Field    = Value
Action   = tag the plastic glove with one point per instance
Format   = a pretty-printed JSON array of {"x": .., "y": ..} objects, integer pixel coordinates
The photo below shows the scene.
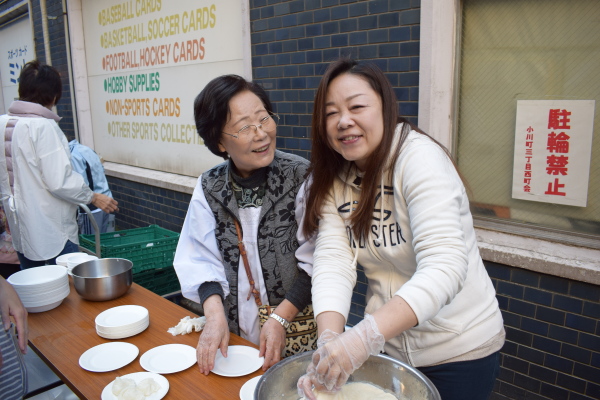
[
  {"x": 339, "y": 356},
  {"x": 10, "y": 305}
]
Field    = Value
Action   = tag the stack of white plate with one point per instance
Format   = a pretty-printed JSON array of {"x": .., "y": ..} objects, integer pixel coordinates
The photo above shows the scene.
[
  {"x": 41, "y": 288},
  {"x": 122, "y": 321},
  {"x": 62, "y": 259}
]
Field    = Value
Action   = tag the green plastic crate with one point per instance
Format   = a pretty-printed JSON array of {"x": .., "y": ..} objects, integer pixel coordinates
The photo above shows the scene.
[
  {"x": 160, "y": 281},
  {"x": 147, "y": 248}
]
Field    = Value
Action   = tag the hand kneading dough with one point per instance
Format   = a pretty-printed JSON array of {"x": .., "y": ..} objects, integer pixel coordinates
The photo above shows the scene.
[
  {"x": 131, "y": 393},
  {"x": 357, "y": 391},
  {"x": 121, "y": 384},
  {"x": 148, "y": 386}
]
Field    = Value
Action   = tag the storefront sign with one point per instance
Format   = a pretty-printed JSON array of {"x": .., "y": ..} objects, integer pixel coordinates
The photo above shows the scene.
[
  {"x": 146, "y": 63},
  {"x": 553, "y": 144}
]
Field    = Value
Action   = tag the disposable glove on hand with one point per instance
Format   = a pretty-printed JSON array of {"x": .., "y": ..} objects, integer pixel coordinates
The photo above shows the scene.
[{"x": 339, "y": 356}]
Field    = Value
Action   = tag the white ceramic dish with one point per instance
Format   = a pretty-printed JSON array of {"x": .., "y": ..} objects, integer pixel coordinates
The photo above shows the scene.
[
  {"x": 45, "y": 297},
  {"x": 168, "y": 359},
  {"x": 108, "y": 356},
  {"x": 77, "y": 259},
  {"x": 240, "y": 361},
  {"x": 247, "y": 391},
  {"x": 121, "y": 317},
  {"x": 45, "y": 307},
  {"x": 62, "y": 260},
  {"x": 138, "y": 377},
  {"x": 122, "y": 334}
]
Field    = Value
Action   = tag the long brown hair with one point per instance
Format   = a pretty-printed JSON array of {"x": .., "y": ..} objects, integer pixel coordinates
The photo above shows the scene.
[{"x": 326, "y": 163}]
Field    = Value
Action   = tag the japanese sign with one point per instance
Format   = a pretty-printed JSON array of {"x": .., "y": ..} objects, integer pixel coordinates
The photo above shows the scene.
[
  {"x": 146, "y": 62},
  {"x": 553, "y": 142}
]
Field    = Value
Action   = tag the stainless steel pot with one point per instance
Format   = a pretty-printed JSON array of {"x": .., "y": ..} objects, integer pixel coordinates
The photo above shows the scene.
[
  {"x": 103, "y": 279},
  {"x": 396, "y": 377}
]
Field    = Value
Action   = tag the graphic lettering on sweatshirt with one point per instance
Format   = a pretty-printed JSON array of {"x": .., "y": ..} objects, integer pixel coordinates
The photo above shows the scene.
[{"x": 386, "y": 234}]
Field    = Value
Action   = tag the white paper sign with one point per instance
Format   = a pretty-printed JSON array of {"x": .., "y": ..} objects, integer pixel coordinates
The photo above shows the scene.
[{"x": 553, "y": 144}]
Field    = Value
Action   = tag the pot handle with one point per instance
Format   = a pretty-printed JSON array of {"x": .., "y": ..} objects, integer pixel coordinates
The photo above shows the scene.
[{"x": 95, "y": 225}]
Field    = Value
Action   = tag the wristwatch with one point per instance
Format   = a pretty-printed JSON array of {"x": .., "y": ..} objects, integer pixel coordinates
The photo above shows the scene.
[{"x": 284, "y": 322}]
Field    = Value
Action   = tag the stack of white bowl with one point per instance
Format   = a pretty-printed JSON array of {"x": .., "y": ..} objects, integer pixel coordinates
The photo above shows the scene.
[
  {"x": 71, "y": 260},
  {"x": 122, "y": 321},
  {"x": 41, "y": 288}
]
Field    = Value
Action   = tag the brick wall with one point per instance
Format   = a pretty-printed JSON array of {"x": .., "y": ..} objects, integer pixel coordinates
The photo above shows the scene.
[{"x": 552, "y": 348}]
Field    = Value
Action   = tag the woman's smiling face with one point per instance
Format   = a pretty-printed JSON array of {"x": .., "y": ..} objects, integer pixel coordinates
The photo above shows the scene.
[
  {"x": 256, "y": 149},
  {"x": 354, "y": 118}
]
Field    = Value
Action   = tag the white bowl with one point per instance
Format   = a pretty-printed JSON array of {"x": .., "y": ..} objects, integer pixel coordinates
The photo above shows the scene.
[
  {"x": 39, "y": 276},
  {"x": 77, "y": 259},
  {"x": 62, "y": 259},
  {"x": 45, "y": 307}
]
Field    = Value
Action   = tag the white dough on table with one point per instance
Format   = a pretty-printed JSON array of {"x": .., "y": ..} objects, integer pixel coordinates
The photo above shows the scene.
[{"x": 120, "y": 384}]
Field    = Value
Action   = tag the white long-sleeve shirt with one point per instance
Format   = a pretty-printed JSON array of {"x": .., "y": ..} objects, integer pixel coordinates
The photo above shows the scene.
[
  {"x": 426, "y": 253},
  {"x": 42, "y": 210}
]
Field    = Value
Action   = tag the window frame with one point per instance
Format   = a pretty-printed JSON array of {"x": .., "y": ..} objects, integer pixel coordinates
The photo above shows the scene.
[{"x": 552, "y": 252}]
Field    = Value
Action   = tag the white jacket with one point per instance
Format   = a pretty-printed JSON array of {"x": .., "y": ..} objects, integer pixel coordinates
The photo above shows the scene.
[
  {"x": 42, "y": 210},
  {"x": 427, "y": 254}
]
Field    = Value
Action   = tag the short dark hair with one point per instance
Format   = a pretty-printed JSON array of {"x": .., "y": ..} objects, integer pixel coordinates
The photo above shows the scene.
[
  {"x": 211, "y": 107},
  {"x": 40, "y": 83}
]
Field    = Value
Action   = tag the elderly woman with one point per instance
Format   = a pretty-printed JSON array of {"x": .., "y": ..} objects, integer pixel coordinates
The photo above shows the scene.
[{"x": 257, "y": 193}]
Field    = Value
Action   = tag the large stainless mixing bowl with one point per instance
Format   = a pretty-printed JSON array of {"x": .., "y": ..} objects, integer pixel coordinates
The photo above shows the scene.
[
  {"x": 103, "y": 279},
  {"x": 394, "y": 376}
]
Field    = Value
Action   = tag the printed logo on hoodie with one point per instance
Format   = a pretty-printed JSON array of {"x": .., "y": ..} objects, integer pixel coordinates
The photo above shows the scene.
[{"x": 386, "y": 234}]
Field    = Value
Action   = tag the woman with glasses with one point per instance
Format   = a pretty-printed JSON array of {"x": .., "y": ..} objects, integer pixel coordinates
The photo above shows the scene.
[{"x": 256, "y": 194}]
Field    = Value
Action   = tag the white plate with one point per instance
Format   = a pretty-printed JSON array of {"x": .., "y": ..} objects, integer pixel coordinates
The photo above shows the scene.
[
  {"x": 138, "y": 377},
  {"x": 38, "y": 276},
  {"x": 122, "y": 334},
  {"x": 168, "y": 358},
  {"x": 247, "y": 391},
  {"x": 121, "y": 316},
  {"x": 108, "y": 356},
  {"x": 240, "y": 361},
  {"x": 62, "y": 260}
]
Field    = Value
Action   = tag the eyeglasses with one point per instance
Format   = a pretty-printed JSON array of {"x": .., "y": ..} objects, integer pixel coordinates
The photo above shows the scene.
[{"x": 267, "y": 124}]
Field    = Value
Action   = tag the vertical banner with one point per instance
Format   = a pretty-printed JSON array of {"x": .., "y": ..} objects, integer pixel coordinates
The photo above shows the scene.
[
  {"x": 147, "y": 61},
  {"x": 16, "y": 49},
  {"x": 553, "y": 144}
]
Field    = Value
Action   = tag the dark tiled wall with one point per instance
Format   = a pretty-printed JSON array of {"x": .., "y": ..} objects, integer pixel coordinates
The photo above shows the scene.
[
  {"x": 552, "y": 348},
  {"x": 552, "y": 327},
  {"x": 294, "y": 41},
  {"x": 142, "y": 205}
]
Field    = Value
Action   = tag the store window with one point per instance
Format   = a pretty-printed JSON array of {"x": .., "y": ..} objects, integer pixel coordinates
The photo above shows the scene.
[{"x": 524, "y": 50}]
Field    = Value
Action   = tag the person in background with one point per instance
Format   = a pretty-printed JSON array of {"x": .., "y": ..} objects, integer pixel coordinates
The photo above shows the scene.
[
  {"x": 386, "y": 195},
  {"x": 40, "y": 191},
  {"x": 88, "y": 164},
  {"x": 13, "y": 344},
  {"x": 261, "y": 189},
  {"x": 9, "y": 261}
]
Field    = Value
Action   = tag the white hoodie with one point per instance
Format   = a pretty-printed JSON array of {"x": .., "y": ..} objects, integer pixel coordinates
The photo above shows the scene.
[{"x": 422, "y": 247}]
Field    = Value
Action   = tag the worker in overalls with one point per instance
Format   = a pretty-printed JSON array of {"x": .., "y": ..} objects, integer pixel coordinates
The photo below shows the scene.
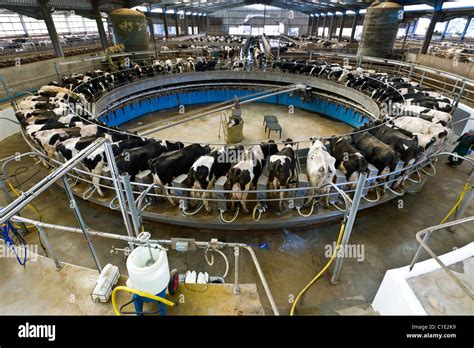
[
  {"x": 466, "y": 143},
  {"x": 235, "y": 125}
]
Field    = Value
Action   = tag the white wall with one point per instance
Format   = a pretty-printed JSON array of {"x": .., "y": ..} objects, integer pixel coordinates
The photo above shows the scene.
[{"x": 7, "y": 128}]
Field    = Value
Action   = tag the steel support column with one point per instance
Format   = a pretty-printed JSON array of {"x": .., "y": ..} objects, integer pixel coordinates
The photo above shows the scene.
[
  {"x": 310, "y": 25},
  {"x": 463, "y": 35},
  {"x": 53, "y": 34},
  {"x": 349, "y": 225},
  {"x": 331, "y": 26},
  {"x": 316, "y": 27},
  {"x": 429, "y": 32},
  {"x": 165, "y": 23},
  {"x": 176, "y": 22},
  {"x": 100, "y": 25},
  {"x": 341, "y": 27},
  {"x": 151, "y": 26},
  {"x": 192, "y": 24},
  {"x": 443, "y": 35},
  {"x": 186, "y": 24},
  {"x": 354, "y": 26},
  {"x": 324, "y": 26}
]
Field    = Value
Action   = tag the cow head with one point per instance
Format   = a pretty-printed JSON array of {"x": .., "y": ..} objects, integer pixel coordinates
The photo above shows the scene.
[{"x": 237, "y": 179}]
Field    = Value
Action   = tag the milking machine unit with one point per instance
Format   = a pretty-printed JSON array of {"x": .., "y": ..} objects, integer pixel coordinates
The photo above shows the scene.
[{"x": 150, "y": 279}]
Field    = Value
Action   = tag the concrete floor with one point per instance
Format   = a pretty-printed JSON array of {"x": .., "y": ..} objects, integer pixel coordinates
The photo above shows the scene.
[
  {"x": 73, "y": 286},
  {"x": 387, "y": 236},
  {"x": 300, "y": 125},
  {"x": 440, "y": 295}
]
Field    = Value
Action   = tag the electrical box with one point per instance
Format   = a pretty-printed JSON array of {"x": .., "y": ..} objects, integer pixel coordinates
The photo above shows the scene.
[
  {"x": 340, "y": 179},
  {"x": 262, "y": 184},
  {"x": 372, "y": 171},
  {"x": 395, "y": 174},
  {"x": 183, "y": 244},
  {"x": 221, "y": 205},
  {"x": 177, "y": 184},
  {"x": 302, "y": 190},
  {"x": 144, "y": 177}
]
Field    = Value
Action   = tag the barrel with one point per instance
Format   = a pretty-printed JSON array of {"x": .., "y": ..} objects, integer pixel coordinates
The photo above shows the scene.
[
  {"x": 380, "y": 29},
  {"x": 151, "y": 277},
  {"x": 130, "y": 29}
]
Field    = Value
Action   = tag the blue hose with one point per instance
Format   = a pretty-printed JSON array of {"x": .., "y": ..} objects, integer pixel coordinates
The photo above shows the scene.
[{"x": 13, "y": 239}]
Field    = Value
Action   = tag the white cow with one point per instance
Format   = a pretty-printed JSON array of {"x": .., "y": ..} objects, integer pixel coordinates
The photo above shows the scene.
[{"x": 320, "y": 168}]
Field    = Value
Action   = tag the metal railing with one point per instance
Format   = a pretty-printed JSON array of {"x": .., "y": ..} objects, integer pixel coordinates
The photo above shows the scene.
[
  {"x": 422, "y": 238},
  {"x": 384, "y": 180},
  {"x": 136, "y": 241}
]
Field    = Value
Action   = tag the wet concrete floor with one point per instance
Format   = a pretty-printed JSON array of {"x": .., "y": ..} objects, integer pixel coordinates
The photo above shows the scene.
[{"x": 384, "y": 239}]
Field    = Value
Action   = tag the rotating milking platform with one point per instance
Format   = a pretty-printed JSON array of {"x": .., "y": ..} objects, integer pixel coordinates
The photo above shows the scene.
[{"x": 343, "y": 104}]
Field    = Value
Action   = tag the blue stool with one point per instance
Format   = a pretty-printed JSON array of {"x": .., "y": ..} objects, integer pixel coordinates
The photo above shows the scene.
[{"x": 138, "y": 302}]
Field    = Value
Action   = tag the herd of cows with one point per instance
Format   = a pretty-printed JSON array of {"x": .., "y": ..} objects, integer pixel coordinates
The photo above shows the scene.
[{"x": 54, "y": 118}]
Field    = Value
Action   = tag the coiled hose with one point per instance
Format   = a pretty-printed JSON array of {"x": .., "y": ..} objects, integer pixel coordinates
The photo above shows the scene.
[
  {"x": 233, "y": 218},
  {"x": 338, "y": 243},
  {"x": 139, "y": 293},
  {"x": 12, "y": 238},
  {"x": 211, "y": 261}
]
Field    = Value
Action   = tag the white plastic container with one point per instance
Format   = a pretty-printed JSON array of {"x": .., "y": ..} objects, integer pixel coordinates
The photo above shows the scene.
[{"x": 152, "y": 279}]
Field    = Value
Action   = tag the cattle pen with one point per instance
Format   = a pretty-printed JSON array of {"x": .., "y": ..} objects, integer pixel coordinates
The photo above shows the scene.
[{"x": 344, "y": 188}]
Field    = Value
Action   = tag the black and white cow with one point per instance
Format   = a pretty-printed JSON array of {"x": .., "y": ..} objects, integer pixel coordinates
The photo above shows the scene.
[
  {"x": 136, "y": 160},
  {"x": 282, "y": 168},
  {"x": 424, "y": 130},
  {"x": 320, "y": 169},
  {"x": 50, "y": 138},
  {"x": 208, "y": 168},
  {"x": 381, "y": 155},
  {"x": 406, "y": 146},
  {"x": 348, "y": 159},
  {"x": 247, "y": 172},
  {"x": 172, "y": 164}
]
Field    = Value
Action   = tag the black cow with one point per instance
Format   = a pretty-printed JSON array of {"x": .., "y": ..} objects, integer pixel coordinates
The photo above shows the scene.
[
  {"x": 406, "y": 146},
  {"x": 378, "y": 153},
  {"x": 246, "y": 173},
  {"x": 348, "y": 159},
  {"x": 172, "y": 164},
  {"x": 208, "y": 168},
  {"x": 136, "y": 160},
  {"x": 282, "y": 168}
]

***

TASK STATEMENT: Where the string "bowl" occurs in a line of the listing above, count that line, then report the total and nothing else.

SOLUTION: 3